* START *
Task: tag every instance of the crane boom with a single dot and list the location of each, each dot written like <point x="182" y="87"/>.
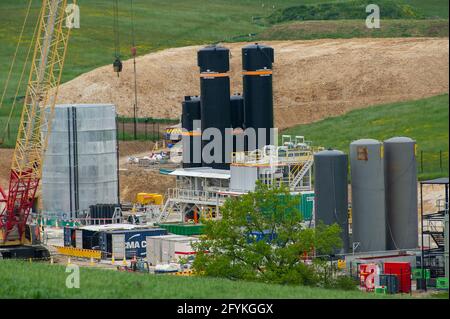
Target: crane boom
<point x="37" y="113"/>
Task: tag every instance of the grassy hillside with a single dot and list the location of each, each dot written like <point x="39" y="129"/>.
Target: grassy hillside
<point x="356" y="9"/>
<point x="159" y="24"/>
<point x="424" y="120"/>
<point x="162" y="24"/>
<point x="334" y="29"/>
<point x="37" y="280"/>
<point x="353" y="9"/>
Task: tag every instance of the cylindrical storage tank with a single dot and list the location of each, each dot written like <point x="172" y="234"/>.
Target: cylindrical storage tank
<point x="215" y="105"/>
<point x="80" y="165"/>
<point x="331" y="192"/>
<point x="190" y="123"/>
<point x="368" y="195"/>
<point x="401" y="193"/>
<point x="258" y="96"/>
<point x="237" y="122"/>
<point x="237" y="111"/>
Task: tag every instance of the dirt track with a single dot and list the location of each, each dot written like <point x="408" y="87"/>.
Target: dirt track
<point x="312" y="79"/>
* END *
Rewrite all the material above, changing "grassy hillside" to "grassy slope" and keeping everything else the same. Leave out the pictures.

# Expected output
Task: tag every instance of the crane boom with a single dot and list the location of each, each dot written like <point x="182" y="87"/>.
Target: crane boom
<point x="37" y="113"/>
Task: tag every instance of the grassy slope with a single dot and list the location of each, each dot written like <point x="39" y="129"/>.
Target: grassy slope
<point x="356" y="9"/>
<point x="159" y="24"/>
<point x="424" y="120"/>
<point x="162" y="24"/>
<point x="334" y="29"/>
<point x="37" y="280"/>
<point x="353" y="9"/>
Task: tag every instance of the cylindrical storage tank with a single dot and list the location of each, each dot written like <point x="172" y="234"/>.
Target: cylindrical storage tank
<point x="215" y="105"/>
<point x="80" y="165"/>
<point x="331" y="192"/>
<point x="190" y="123"/>
<point x="368" y="195"/>
<point x="401" y="193"/>
<point x="258" y="96"/>
<point x="237" y="122"/>
<point x="237" y="111"/>
Task: tag every instance of the dirt track with a single dot and list the location of each, each dot written like <point x="408" y="87"/>.
Target: dirt track
<point x="312" y="79"/>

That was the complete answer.